[Source text]

Current terrorism is not really about politics. Exploiting both meaning and eros, Islamist terrorist masterminds successfully prod young Muslim males to “sacrifice” themselves in the killing of “infidels” or other enemies of the faith. Curiously, the important link between Islamist terror violence and repressed male sexuality remains widely unrecognized. Regarding female suicide bombers, even less is understood.

Contrary to all conventional wisdom, even in the universities, anti-American, anti-Israel and anti-Western Islamist terror has fundamentally nothing to do with material deprivation or ideological grievances. Terror violence is now only rarely produced by anger about some foreign policy issue or other. What genuinely animates Islamist “suicide” terror is the tangibly ecstatic promise of personal salvation through sacred acts of killing. It is. then, this particular redemptive promise that blocks the way to American and Western success in counter-terrorism at home and abroad. From a military standpoint, it is an incomparable offer that can never be countered with bombs or with “boots on the ground.”

The “suicide” murders of American and other men, women and children on September 11 stemmed from the same sentiments that now continue to make casualties of American soldiers, Iraqi civilians, British subjects and Israeli noncombatants. Consider, for example, the sentiments offered by one Jamal Abdel Hamid Yussef, openly explaining operations of the Izzedine al-Qassam Brigades (military wing of Hamas in Gaza): “Our suicide operations are a message… that our people love death. Our goal is to die for the sake of God, and if we live we want to humiliate Jews and trample on their necks.” By “dying” in what is presumed to be the divinely mandated act of killing apostates, infidels, Americans or Jews (it makes no difference to “suicide” terrorists that these are not necessarily mutually exclusive categories), the Islamist “suicide” terrorist firmly believes that he can conquer his own death. In his clerically promised paradise of eternal life, there will be rivers of honey and ample numbers of virgins. This is a terrorist’s very literal expectation; by no means (as I discovered several years ago, in a personal interview with a failed Palestinian suicide-bomber), is it merely metaphor.

[/Source text]

* **Task 1**
Answer these questions from the text on Islamist terrorism.
(a) What does the text say genuinely animates Islamist "suicide" terror?
(b) How does the text identify the Izzedine al-Qassam Brigades?
(c) What will there be in the promised paradise, according to the text?
* **Task 2**
Extend the text on Islamist terrorism, beginning after its final sentence, in the same argumentative voice.

[Information given]

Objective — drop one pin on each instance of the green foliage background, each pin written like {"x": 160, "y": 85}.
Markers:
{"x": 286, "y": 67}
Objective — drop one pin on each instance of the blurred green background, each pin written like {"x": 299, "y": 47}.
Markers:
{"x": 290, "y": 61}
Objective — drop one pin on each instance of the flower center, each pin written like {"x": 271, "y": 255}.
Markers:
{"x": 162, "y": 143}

[/Information given]

* **Written answer 1**
(a) The tangibly ecstatic promise of personal salvation through sacred acts of killing.
(b) As the military wing of Hamas in Gaza.
(c) Rivers of honey and ample numbers of virgins.

* **Written answer 2**
With the “One True Faith” on their side, the Islamist terrorists we now battle in Baghdad, Gaza and elsewhere see absolutely nothing self-destructive about their willful murder of “enemies.” For them, dreadful cowards immobilized by a pervasive fear of life as well as death, “suicide” is always only a momentary inconvenience on the (optimally, explosive) path to heaven. Here, in psychological terms, the insufferable death fear of terrorist ego is relieved by sacrifice of the “infidel” or “apostate.” Desperately, it is through the sacrificial burning and maiming and murder of a despised other that this frightened and frenzied figure seeks to buy his own perpetual freedom from real death.

In Washington, Jerusalem, London and other capitals, our leaders are now left to deal with an apparent oxymoron. What shall they do about a suicide that does not intend to end personal life, but rather to extend it forever? For American military forces in Iraq – just as for our remaining allies fighting similar battles in Europe and Israel – there is no point to deterring a jihadist enemy with deployments of more soldiers or with threats of crushing military power.

Such policies and postures will always fall on deaf ears. These prospects will never be received by our enemies with apprehension, but, instead, with a delirious cry of joy or even with a collective groan of fulfillment. Islamist terror is not about politics. It is about ecstasy.

To deter the Islamist suicide terrorist plotting now underway in Iraq, Israel, Europe and also the United States itself, we must confront this enemy with a tangible threat of real suicide. Let us recall that violence and the sacred remain inseparable for the Islamist suicide fighter. We should think, immediately, in terms of “desacrilizing” this enemy’s explicit inversions of holiness. Without thinking about how to accomplish this desacrilization, our war on terrorists who “love death” will remain based on narrowly operational grounds. Then we would surely fail.

Louis Rene Beres, an author, is a professor of international law at Purdue University.